- [TEXT SEGMENT]
◇ ◇ ◇ ◇ ◇ ◇ ◇

Besides, in the KW×KH CONV operation with stride 1, the input data excluding the edge part always require MAC operations with KH kernel rows. Therefore, data in one input row calculated with one kernel row can be reused when calculating the other (KH-1) kernel rows. This paper proposes a weight mapping method that requires a short data reuse distance and reduces on-chip memory access by adding a small size buffer. Furthermore, we propose to maximize the reusability of the input data by adding a buffer for the input row data that are reused (KH-1) times in a KW×KH CONV.

◇ ◇ ◇ ◇ ◇ ◇ ◇

- [MATERIAL PROVIDED]
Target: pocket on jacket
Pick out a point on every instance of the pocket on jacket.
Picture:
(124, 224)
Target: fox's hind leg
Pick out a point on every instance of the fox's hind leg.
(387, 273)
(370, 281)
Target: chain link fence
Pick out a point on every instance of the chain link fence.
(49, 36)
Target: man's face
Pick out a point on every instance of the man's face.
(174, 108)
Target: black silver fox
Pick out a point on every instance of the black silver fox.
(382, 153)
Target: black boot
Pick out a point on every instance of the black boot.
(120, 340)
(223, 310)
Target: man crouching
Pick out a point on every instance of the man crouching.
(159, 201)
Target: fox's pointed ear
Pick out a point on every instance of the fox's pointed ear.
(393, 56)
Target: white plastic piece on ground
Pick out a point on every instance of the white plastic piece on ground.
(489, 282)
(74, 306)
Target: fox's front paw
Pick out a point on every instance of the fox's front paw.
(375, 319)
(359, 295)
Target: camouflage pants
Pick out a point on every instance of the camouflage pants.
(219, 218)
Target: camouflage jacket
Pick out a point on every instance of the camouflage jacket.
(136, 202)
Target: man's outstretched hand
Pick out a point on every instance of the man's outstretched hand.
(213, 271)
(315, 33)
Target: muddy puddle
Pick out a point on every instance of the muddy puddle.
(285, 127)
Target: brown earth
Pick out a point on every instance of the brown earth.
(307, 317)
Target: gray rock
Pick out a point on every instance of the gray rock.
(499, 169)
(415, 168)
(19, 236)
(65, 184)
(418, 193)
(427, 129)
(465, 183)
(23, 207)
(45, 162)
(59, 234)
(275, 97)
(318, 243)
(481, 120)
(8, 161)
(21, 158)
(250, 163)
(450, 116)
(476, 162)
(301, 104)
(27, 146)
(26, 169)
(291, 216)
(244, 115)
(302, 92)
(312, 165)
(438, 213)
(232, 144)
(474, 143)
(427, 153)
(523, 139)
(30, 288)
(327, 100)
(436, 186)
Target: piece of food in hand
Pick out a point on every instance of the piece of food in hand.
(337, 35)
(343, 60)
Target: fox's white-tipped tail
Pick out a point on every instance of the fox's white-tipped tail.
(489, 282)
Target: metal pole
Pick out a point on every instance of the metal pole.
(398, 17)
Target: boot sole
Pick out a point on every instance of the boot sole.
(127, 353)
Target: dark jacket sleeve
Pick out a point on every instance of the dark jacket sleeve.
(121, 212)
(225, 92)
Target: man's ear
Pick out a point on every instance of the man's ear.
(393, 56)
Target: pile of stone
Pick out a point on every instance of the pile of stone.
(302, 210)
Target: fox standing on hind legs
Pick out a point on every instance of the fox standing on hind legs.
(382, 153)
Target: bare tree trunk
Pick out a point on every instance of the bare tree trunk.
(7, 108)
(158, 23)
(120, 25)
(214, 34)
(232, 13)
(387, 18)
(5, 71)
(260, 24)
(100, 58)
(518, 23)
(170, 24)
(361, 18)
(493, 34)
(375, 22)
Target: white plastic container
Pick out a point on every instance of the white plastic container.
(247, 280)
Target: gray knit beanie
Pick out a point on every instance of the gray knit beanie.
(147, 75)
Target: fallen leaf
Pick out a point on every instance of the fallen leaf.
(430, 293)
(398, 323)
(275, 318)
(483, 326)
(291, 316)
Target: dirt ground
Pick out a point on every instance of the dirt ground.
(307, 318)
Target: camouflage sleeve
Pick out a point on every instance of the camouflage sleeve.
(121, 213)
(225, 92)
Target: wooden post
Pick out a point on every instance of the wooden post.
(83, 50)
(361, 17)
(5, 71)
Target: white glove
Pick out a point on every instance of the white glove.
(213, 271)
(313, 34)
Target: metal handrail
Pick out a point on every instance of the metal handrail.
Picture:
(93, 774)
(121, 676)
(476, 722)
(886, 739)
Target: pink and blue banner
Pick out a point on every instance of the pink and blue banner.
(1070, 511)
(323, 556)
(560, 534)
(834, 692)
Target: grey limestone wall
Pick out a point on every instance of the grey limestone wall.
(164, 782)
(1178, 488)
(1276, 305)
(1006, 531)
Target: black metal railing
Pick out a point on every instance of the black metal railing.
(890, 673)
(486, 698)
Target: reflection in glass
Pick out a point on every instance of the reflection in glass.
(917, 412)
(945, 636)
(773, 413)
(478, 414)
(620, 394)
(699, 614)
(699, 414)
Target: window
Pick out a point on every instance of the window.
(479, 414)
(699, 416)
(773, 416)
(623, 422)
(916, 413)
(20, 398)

◇ ◇ ◇ ◇ ◇ ◇ ◇

- [WHAT IS REQUIRED] Repeat the stretch of the convolution passage from "Besides, in the" through "a KW×KH CONV.". The lines come from a separate source.

- [EXPECTED OUTPUT]
Besides, in the KW×KH CONV operation with stride 1, the input data excluding the edge part always require MAC operations with KH kernel rows. Therefore, data in one input row calculated with one kernel row can be reused when calculating the other (KH-1) kernel rows. This paper proposes a weight mapping method that requires a short data reuse distance and reduces on-chip memory access by adding a small size buffer. Furthermore, we propose to maximize the reusability of the input data by adding a buffer for the input row data that are reused (KH-1) times in a KW×KH CONV.